Jimmy Anderson – Is beginning to look a real craftsman of swing bowling able to send the ball in or out at will. Needs to bowl fuller and straighter to get the wickets his skills deserve.

Graham Onions – Provided a feast of journalistic punnery, but was a revelation with ball in hand. Troubled good batsmen with skiddy pace and steep bounce and bowled an immaculate stump to stump line. With his shock of dark hair and stubble and quiet hostility allied to self-effacing charm, England have found their own Ben Hilfenhaus (as our picture shows). Will bowl better for less reward in the future, but will always have a dream debut to reflect upon.


Chris Gayle – After 81 Tests, an average of 30-something is as big a betrayal of talent as cricket has seen since Vinod Kambli pissed his career up the wall. All is not well behind the scenes and it appears that the captain and senior players are bearing the brunt of the discord. Prepared badly, batted badly and captained badly.

Object outline annotations:

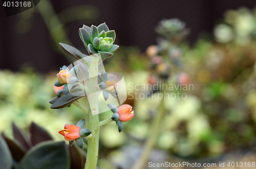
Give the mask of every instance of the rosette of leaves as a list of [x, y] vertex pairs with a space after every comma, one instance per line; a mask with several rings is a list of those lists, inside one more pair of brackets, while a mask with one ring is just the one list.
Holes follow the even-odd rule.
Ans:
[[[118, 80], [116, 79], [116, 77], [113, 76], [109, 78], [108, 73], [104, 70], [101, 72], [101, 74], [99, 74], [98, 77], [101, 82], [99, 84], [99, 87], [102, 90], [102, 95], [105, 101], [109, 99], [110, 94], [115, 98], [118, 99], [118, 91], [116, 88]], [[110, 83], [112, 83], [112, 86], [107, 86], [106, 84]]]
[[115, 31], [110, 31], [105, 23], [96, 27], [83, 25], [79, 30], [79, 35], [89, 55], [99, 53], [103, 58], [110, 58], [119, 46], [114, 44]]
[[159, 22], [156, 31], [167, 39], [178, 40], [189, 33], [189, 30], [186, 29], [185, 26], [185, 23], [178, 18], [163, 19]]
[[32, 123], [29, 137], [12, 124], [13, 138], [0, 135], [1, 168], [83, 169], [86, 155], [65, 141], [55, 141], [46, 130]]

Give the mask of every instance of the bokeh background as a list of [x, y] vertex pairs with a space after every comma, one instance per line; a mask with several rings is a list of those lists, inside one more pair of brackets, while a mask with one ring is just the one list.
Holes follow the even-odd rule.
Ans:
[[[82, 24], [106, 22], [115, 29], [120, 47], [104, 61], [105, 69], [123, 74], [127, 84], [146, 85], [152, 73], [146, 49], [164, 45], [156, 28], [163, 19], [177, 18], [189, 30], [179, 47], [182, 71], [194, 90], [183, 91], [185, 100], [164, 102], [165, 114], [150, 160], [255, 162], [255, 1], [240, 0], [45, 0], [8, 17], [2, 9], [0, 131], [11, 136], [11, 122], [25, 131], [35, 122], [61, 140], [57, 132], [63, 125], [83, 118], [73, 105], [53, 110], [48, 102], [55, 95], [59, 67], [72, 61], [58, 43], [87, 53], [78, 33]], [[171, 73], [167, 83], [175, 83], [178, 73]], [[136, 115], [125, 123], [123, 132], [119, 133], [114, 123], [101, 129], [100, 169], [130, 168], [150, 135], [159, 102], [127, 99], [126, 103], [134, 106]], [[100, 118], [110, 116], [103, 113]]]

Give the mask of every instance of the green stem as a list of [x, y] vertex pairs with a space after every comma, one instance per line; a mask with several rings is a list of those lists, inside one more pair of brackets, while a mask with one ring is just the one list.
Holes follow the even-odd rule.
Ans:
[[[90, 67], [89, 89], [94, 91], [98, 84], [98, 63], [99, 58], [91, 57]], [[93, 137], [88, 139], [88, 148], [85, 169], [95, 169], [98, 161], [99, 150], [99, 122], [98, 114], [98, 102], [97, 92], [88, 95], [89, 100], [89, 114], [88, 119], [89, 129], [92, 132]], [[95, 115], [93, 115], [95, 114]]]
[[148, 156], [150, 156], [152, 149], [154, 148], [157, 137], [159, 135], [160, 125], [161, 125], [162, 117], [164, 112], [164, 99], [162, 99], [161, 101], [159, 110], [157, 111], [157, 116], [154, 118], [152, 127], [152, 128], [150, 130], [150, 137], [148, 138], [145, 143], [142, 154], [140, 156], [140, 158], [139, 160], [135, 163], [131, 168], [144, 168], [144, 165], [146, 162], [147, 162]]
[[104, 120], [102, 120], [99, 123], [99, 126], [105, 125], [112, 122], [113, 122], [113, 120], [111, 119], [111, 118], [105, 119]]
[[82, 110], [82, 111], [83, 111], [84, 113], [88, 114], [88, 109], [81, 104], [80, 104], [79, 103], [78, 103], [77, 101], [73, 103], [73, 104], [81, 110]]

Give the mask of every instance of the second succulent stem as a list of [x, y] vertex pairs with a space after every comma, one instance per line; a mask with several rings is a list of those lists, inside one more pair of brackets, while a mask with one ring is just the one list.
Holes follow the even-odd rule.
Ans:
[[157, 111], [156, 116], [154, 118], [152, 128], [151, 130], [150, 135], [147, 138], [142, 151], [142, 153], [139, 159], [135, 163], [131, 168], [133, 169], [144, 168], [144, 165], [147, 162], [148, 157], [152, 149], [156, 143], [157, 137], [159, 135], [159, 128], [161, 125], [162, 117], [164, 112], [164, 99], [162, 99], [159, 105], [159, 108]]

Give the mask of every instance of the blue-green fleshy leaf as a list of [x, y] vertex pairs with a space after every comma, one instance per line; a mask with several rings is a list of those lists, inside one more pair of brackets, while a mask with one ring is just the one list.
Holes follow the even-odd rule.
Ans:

| Exercises |
1. According to the player assessments, why does Jimmy Anderson need to bowl fuller and straighter?
2. How many Tests has Chris Gayle played, according to the player assessments?
3. Transcribe part of the player assessments: begin at the words "Graham Onions –" and stop after "to reflect upon.".
The records are separate material, unrelated to the player assessments.

| Full answers |
1. He needs to bowl fuller and straighter to get the wickets his skills deserve.

2. 81 Tests.

3.
Graham Onions – Provided a feast of journalistic punnery, but was a revelation with ball in hand. Troubled good batsmen with skiddy pace and steep bounce and bowled an immaculate stump to stump line. With his shock of dark hair and stubble and quiet hostility allied to self-effacing charm, England have found their own Ben Hilfenhaus (as our picture shows). Will bowl better for less reward in the future, but will always have a dream debut to reflect upon.